#### 任务要求:
1. 请把下方摘要中以“激活导向是一种”开头的那段文字压缩成要点列表,主要事实不得遗漏。
2. 请接续下方这篇论激活导向危及大语言模型安全性的摘要,从其最后一句之后往下写。

失控的手术刀:激活导向机制危及大语言模型安全性
The Rogue Scalpel: Activation Steering Compromises LLM Safety
September 26, 2025
作者: Anton Korznikov, Andrey Galichin, Alexey Dontsov, Oleg Y. Rogov, Ivan Oseledets, Elena Tutubalina
cs.AI
摘要
激活导向是一种通过直接向模型隐藏状态注入语义向量来控制大语言模型行为的前沿技术。它常被视为一种比微调更为精确、可解释且潜在更安全的方法。然而,我们揭示了相反的事实:导向技术系统性破坏了模型的对齐防护机制,使其更容易响应有害请求。通过对不同模型系列的大量实验,我们发现,即便是随机方向的导向,也能将有害请求的遵从概率从0%提升至2-27%。更为令人警觉的是,利用稀疏自编码器(SAE)——一种常见的可解释方向来源——对良性特征进行导向,会进一步将这一概率提升2-4%。最后,我们证明,结合20个针对单一提示的越狱向量,可以构建出通用攻击,显著提高模型对未见请求的有害遵从率。这些发现挑战了“通过可解释性确保安全”的范式,表明对模型内部精确控制并不等同于对模型行为的精确掌控。

#### 学习材料:

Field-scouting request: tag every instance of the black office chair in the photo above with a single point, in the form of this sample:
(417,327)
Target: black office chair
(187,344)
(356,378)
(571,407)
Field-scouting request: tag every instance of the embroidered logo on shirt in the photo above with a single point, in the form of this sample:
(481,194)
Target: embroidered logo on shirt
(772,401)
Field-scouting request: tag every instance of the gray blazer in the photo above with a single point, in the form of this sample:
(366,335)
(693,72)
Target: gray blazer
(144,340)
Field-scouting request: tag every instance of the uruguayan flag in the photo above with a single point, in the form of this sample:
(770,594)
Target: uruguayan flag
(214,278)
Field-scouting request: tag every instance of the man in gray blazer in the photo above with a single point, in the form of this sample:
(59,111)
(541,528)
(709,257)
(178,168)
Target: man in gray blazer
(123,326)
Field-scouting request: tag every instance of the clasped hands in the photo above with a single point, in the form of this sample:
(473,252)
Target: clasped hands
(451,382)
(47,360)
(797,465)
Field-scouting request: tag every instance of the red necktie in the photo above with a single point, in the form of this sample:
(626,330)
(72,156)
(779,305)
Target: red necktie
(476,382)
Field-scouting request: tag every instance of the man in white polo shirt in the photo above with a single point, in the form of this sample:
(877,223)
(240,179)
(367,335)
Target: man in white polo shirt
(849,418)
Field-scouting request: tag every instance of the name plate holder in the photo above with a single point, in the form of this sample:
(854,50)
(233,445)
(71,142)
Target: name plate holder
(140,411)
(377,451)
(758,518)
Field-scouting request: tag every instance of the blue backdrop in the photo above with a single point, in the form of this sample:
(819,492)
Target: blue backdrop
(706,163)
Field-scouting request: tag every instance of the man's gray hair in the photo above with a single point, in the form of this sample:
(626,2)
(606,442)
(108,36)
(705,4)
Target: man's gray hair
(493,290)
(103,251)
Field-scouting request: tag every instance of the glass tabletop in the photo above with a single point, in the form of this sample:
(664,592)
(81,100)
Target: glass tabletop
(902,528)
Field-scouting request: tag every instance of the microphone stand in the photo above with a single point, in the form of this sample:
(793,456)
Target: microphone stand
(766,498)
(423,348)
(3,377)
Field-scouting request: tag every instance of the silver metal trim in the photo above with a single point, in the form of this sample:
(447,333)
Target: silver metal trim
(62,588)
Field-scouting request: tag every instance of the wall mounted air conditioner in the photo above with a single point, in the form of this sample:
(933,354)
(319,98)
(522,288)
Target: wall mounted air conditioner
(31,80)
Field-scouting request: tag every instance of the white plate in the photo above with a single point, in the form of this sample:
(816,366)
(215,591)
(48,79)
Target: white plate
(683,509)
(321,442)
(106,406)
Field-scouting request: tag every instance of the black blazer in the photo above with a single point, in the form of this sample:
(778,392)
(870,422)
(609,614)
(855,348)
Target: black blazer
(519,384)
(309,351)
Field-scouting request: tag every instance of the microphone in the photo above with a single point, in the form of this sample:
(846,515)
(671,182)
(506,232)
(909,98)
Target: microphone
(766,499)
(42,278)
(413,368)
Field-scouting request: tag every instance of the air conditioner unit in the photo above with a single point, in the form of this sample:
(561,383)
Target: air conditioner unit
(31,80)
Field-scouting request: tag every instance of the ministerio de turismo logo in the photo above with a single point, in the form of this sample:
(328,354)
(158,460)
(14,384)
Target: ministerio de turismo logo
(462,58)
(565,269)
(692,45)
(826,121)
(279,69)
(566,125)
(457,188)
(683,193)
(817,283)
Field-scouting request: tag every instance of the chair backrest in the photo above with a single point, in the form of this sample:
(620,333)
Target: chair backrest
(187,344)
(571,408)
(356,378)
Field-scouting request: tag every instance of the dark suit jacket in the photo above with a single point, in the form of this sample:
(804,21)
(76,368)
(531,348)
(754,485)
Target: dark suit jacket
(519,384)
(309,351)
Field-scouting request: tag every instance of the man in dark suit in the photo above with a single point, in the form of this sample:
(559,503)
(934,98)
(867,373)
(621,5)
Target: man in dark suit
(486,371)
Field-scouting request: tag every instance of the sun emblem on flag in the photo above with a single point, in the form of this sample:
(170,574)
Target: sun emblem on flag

#### 参考答案:
1.
- 激活导向通过向模型隐藏状态直接注入语义向量来控制大语言模型行为,常被视为比微调更精确、可解释且潜在更安全的方法。
- 研究揭示了相反的事实:导向会系统性破坏模型的对齐防护机制,使其更容易响应有害请求。
- 跨模型系列的大量实验表明,即便是随机方向的导向,也能使有害请求的遵从概率从0%升至2-27%。
- 利用稀疏自编码器(SAE)对良性特征进行导向,会使这一概率再提高2-4%。
- 结合20个针对单一提示的越狱向量可构建通用攻击,显著提高模型对未见请求的有害遵从率。
- 这些发现挑战了“通过可解释性确保安全”的范式:对模型内部的精确控制并不等同于对模型行为的精确掌控。

2.
English
Activation steering is a promising technique for controlling LLM behavior by
adding semantically meaningful vectors directly into a model's hidden states
during inference. It is often framed as a precise, interpretable, and
potentially safer alternative to fine-tuning. We demonstrate the opposite:
steering systematically breaks model alignment safeguards, making it comply
with harmful requests. Through extensive experiments on different model
families, we show that even steering in a random direction can increase the
probability of harmful compliance from 0% to 2-27%. Alarmingly, steering benign
features from a sparse autoencoder (SAE), a common source of interpretable
directions, increases these rates by a further 2-4%. Finally, we show that
combining 20 randomly sampled vectors that jailbreak a single prompt creates a
universal attack, significantly increasing harmful compliance on unseen
requests. These results challenge the paradigm of safety through
interpretability, showing that precise control over model internals does not
guarantee precise control over model behavior.